__STORED RECORDS__:
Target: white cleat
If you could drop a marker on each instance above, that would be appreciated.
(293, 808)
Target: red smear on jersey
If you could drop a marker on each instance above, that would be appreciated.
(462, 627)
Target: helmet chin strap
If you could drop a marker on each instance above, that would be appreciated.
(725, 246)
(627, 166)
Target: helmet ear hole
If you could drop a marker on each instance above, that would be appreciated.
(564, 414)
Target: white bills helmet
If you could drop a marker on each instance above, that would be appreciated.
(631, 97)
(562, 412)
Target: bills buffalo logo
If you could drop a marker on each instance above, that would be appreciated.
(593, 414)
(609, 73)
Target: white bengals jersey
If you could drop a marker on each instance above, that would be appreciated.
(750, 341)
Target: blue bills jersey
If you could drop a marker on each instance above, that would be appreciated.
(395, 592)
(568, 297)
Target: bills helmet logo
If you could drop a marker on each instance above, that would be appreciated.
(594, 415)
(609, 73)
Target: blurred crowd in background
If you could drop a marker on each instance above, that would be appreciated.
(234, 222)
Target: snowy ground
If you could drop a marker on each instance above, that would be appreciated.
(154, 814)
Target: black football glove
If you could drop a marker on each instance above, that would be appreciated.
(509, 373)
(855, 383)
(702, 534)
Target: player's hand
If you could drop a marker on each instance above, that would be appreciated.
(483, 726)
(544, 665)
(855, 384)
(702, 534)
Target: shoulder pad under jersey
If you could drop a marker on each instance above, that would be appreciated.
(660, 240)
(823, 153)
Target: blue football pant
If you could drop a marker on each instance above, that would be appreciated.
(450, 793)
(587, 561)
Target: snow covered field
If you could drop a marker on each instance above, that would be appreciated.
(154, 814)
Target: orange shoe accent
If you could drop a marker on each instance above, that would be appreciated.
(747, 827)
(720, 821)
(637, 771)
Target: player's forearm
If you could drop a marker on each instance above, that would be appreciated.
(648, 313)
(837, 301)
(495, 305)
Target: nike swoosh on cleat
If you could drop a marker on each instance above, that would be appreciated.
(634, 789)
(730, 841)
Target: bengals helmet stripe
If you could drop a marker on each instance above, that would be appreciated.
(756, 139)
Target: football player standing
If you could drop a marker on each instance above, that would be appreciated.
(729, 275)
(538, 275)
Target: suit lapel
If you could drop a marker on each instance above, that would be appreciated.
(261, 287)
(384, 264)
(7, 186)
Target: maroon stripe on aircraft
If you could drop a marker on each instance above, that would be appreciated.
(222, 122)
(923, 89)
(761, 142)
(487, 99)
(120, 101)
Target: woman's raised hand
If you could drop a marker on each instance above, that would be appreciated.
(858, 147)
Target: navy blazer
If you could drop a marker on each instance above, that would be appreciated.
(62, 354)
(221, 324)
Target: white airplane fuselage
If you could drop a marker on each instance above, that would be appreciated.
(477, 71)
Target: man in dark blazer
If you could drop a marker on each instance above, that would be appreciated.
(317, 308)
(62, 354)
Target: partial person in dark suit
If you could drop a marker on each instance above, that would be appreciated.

__WHAT IS BEING ASKED__:
Copy the records from the line containing "Target: navy blazer" through the end of the records, keeping every request line, and add 17 to each number in every coordinate pair. Give only those lines.

__EXERCISE RESULT__:
Target: navy blazer
If you could drop a marker on each instance above, that would be appreciated.
(79, 371)
(238, 341)
Target: white airplane fuselage
If you could drop a marker on each instance above, that would be appreciated.
(494, 88)
Target: man in dark blazer
If you could drop a marker on each instance above, that would be appreciated.
(334, 325)
(79, 371)
Target: partial person in dark suit
If you could drop a marker on each instance above, that would be appreciated.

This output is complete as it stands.